(Dataset entries)
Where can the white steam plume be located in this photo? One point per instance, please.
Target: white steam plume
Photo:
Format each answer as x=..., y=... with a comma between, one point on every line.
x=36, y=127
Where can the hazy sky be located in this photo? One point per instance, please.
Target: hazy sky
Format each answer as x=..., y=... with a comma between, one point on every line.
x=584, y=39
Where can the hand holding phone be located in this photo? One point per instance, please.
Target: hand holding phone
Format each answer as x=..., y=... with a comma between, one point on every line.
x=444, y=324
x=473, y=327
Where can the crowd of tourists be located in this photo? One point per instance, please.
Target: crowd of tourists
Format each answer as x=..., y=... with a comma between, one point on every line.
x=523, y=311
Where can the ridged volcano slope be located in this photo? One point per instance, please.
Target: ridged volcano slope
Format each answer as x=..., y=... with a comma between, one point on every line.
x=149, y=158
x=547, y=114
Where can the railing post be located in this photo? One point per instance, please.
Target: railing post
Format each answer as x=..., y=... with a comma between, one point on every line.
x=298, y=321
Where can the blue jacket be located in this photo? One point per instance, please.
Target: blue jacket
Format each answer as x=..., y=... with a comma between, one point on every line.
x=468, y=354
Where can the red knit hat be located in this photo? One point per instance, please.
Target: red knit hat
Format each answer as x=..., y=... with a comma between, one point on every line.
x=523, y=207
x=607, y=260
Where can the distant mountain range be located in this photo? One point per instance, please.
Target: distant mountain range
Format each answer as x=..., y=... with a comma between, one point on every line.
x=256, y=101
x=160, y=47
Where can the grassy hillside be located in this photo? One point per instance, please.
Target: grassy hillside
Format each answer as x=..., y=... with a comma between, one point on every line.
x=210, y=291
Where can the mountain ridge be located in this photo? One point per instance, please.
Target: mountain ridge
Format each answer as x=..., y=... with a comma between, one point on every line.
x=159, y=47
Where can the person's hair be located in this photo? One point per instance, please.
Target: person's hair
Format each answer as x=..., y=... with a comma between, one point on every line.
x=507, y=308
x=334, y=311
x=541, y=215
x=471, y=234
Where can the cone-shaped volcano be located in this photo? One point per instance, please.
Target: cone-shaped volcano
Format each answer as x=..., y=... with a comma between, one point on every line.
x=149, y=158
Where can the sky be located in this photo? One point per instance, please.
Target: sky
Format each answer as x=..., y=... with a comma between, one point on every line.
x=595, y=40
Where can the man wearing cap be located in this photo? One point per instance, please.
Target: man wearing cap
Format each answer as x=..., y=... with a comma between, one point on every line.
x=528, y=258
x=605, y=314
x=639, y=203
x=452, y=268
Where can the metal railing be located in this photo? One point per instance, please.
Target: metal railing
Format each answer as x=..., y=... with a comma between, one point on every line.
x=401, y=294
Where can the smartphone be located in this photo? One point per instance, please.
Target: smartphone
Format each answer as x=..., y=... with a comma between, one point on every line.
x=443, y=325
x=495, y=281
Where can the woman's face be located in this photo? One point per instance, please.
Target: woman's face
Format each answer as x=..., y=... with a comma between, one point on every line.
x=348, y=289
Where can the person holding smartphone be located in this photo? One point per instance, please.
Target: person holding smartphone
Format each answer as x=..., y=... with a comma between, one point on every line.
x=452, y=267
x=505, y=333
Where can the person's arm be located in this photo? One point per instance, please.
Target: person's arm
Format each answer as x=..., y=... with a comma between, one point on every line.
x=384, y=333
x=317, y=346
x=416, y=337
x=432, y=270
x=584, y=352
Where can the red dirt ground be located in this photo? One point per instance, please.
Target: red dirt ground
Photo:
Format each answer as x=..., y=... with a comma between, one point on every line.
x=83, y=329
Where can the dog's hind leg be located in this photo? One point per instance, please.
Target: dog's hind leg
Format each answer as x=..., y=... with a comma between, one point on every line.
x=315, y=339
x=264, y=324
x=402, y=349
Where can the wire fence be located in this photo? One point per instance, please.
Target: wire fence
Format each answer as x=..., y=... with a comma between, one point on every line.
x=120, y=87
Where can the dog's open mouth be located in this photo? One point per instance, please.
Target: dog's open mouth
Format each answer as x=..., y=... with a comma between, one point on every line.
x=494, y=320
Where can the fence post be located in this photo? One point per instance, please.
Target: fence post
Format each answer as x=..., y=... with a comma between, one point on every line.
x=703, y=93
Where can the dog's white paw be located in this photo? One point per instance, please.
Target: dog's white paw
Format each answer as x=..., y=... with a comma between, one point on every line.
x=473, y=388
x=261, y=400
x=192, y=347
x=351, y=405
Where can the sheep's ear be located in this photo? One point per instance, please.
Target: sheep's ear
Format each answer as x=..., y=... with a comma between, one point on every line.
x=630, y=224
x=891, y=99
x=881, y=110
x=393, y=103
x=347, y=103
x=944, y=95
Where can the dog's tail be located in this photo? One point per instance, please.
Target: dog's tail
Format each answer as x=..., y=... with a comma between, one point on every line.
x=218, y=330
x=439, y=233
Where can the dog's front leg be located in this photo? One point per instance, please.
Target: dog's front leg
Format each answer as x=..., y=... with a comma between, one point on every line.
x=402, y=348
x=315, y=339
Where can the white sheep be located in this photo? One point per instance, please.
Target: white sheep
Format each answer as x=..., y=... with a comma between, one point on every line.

**Work instructions**
Starting at the line with "Where can the dog's front", copy each line through the end of the data, both ends included, and give nothing else.

**Response to the exercise**
Where can the dog's front leg be located in this photo? One point per instance, please.
Target: dog's front leg
Format each answer as x=..., y=... with a comma between, one point on every line.
x=402, y=348
x=315, y=339
Where can the white sheep be located in this photo? One point per instance, please.
Target: white sheep
Format each answer as x=..., y=... with a comma between, one point on every line.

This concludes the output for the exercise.